> _Directions for this task_:
Rewrite the lines from the one containing "One point belongs to every instance of the house" through the one containing "Target: gold pen tip" as a numbered list, both ends included, leaving out any blank lines.

> _Data for the task_:
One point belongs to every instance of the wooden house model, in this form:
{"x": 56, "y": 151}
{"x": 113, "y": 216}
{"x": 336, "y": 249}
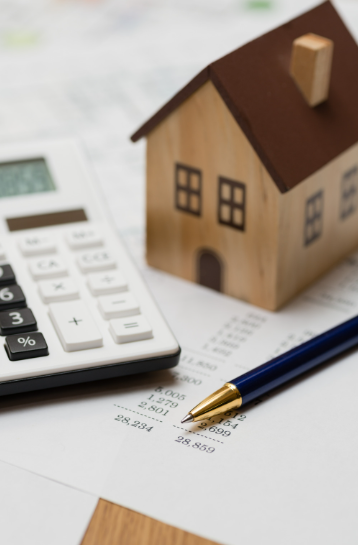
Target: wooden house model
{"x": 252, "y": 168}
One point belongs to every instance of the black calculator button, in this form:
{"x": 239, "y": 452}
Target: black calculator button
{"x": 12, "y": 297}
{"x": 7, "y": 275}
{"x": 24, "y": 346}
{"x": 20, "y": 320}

--

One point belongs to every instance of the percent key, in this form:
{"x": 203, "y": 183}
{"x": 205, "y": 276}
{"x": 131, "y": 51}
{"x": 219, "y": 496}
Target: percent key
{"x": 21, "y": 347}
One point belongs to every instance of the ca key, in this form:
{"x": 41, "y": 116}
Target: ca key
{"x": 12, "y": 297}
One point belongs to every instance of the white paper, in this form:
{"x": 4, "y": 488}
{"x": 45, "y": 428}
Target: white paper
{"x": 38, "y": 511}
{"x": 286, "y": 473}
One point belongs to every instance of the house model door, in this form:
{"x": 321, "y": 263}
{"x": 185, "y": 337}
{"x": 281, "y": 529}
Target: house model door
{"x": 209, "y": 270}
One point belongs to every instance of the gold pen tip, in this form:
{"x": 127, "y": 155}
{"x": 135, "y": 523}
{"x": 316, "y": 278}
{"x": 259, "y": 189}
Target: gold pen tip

---

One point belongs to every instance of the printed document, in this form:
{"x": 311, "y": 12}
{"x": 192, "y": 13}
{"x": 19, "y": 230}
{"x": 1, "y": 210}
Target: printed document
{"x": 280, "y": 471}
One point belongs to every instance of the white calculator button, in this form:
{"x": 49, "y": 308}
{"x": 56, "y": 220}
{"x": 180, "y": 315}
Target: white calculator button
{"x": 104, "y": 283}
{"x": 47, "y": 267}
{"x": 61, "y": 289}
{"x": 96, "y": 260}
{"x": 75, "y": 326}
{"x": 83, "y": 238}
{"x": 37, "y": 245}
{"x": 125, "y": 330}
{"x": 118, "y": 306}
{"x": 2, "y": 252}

> _Reply_:
1. One point belongs to every instance of the house model door, in this form:
2. {"x": 321, "y": 263}
3. {"x": 185, "y": 337}
4. {"x": 281, "y": 529}
5. Target: house model door
6. {"x": 209, "y": 270}
7. One point belongs to every instance of the gold pen tip, in this form:
8. {"x": 127, "y": 155}
9. {"x": 135, "y": 523}
10. {"x": 316, "y": 278}
11. {"x": 259, "y": 189}
12. Target: gold pen tip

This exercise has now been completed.